## [WHAT YOU NEED TO DO]
Reproduce, word for word, every line starting at the line that contains "Objective: a point on each instance of the shadowed" and ending with the final line of the entries.

## [DATA SUPPLIED]
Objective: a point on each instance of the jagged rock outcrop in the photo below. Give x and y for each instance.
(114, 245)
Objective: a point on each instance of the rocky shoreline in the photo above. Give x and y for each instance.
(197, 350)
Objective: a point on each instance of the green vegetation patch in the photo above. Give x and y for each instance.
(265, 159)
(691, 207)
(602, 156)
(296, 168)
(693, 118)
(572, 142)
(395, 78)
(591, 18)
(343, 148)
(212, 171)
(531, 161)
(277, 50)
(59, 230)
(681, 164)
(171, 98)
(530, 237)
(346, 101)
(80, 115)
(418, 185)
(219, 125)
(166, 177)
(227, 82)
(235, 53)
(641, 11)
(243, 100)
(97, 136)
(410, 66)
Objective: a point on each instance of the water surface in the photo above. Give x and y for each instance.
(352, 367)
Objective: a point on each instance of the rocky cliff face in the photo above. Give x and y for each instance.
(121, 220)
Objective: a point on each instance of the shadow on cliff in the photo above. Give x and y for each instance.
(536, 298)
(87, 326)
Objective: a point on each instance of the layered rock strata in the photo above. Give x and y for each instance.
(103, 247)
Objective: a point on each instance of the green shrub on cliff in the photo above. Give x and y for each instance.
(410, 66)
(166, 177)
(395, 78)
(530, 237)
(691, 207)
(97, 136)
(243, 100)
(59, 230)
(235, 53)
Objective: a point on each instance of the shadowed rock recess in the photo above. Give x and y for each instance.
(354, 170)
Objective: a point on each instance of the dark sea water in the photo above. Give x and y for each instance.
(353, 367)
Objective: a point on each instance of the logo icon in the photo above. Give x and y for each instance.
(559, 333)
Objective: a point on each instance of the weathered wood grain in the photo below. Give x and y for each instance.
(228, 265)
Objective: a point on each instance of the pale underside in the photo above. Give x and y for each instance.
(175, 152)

## [RESPONSE TO THE TASK]
Objective: a point on each instance of the shadowed rock recess in the photo above. Give x and y for each instance.
(354, 170)
Objective: a point on each instance of the dark sea water in the photo above. Give x and y for each instance.
(353, 367)
Objective: a point on each instance of the logo icon in the photo above. Give x and y for each instance.
(559, 333)
Objective: a point on each instance of the weathered wood grain in the photo below. Give x and y for each instance.
(228, 265)
Objective: a point on each instance of the pale underside in the photo above. Give x and y for each instance.
(175, 152)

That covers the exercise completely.